■ Work instructions
Please copy every one of the entries below word for word, leaving out the pictures.

■ Given information
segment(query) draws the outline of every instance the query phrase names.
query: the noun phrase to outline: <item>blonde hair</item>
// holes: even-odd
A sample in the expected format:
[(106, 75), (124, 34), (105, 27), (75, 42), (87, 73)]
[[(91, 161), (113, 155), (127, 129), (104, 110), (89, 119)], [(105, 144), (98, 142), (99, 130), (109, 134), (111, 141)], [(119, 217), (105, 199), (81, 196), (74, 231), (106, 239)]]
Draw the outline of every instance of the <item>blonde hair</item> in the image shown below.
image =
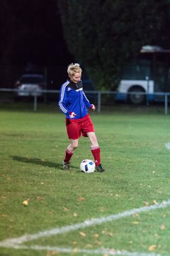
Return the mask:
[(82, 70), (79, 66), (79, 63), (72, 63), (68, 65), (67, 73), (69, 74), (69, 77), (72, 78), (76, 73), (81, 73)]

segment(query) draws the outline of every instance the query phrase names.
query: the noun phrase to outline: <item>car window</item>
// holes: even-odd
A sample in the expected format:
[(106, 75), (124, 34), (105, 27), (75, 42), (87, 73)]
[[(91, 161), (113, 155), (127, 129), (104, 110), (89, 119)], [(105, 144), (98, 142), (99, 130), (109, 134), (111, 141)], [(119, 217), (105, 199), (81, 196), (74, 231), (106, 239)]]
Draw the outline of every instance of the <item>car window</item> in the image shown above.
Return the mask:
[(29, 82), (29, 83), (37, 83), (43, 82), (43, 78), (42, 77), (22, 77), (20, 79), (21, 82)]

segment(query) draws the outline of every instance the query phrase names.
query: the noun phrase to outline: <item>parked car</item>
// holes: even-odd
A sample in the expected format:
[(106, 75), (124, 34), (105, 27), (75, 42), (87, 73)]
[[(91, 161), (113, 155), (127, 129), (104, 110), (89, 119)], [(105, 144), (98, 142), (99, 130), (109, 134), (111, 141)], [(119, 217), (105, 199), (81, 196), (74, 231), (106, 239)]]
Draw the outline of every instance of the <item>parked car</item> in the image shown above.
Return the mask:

■ Exercise result
segment(query) draws the outline of every instance the query phrase names.
query: the noun phrase to outline: <item>blonde hair</item>
// holes: even-odd
A sample in the expected format:
[(106, 75), (124, 34), (105, 27), (75, 42), (87, 73)]
[[(91, 161), (113, 155), (127, 129), (104, 110), (89, 119)], [(105, 144), (98, 142), (99, 130), (109, 134), (111, 141)], [(119, 217), (105, 199), (81, 196), (74, 231), (106, 239)]]
Draw the outline of every instance of the <item>blonde hair</item> in the image shown below.
image =
Return the mask:
[(82, 70), (79, 66), (79, 63), (72, 63), (68, 65), (67, 73), (69, 74), (69, 77), (72, 78), (76, 73), (81, 73)]

segment(query) draws the outline of every instance the query phrase names.
query: the noun phrase to outline: <item>car window</item>
// holes: even-odd
A sample in the expected format:
[(106, 75), (124, 34), (105, 27), (75, 42), (87, 73)]
[[(91, 161), (113, 155), (127, 129), (104, 110), (89, 119)], [(105, 144), (98, 142), (99, 130), (109, 134), (111, 141)], [(119, 217), (105, 199), (81, 196), (74, 231), (106, 239)]]
Draw the outline of every instance of the <item>car window</item> in the image shown above.
Return the mask:
[(29, 82), (29, 83), (37, 83), (43, 82), (43, 78), (42, 77), (22, 77), (20, 79), (21, 82)]

segment(query) draws the outline of every instance the query phrase names.
query: the noun phrase to outline: <item>parked car</item>
// holes: even-odd
A sample in the expected format:
[(106, 75), (124, 34), (105, 27), (75, 42), (87, 73)]
[[(91, 161), (113, 155), (127, 129), (104, 110), (89, 119)], [(105, 144), (98, 142), (99, 130), (109, 134), (111, 141)], [(119, 217), (105, 199), (81, 196), (74, 231), (106, 239)]]
Draw the outline of every instance of the <item>parked car</item> in the image shown above.
Return the mask:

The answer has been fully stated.